Extract the full set of records that follows, word for word.

------------------------------

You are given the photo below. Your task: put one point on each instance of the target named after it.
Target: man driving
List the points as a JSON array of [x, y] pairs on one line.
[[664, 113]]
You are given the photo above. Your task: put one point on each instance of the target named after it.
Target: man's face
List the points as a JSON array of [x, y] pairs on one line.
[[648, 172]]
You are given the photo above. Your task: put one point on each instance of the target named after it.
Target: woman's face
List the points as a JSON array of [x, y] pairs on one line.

------------------------------

(Problem solution)
You are given the photo below. Your task: put one point on each instance of the target named after it.
Target: man driving
List the points as a JSON array of [x, y] pairs on one line.
[[664, 113]]
You are given the photo above. Your task: put one point on each instance of the target named after it.
Target: man's face
List the points as a JSON array of [x, y] pairs on one line.
[[648, 172]]
You are given the photo above. Your task: put one point on each instance of the target named after it.
Target: woman's face
List the points as a JSON array of [x, y] pairs on one line.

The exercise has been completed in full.